| MATERIAL |
::::::
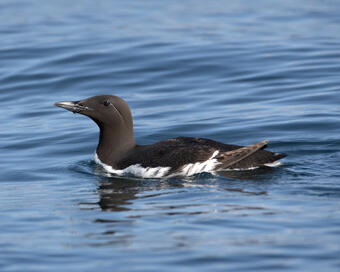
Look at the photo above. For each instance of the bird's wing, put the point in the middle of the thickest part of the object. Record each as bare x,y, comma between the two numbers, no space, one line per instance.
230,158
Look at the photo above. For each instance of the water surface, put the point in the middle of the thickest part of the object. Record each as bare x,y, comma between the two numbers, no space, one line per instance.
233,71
::::::
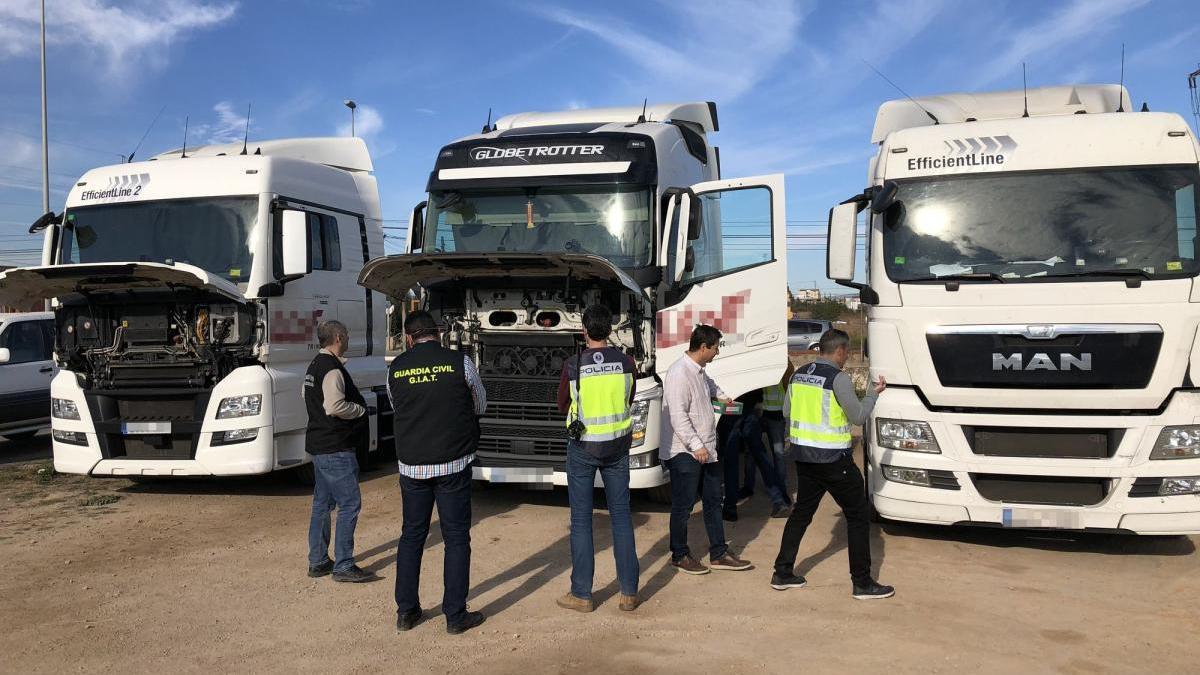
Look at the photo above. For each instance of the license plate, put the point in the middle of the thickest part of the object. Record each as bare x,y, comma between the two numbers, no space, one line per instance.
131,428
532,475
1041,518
::::::
Count the lines of the entries above that contain the string "wing", treating uppercase and lowercase as different. Reply with the number alone.

1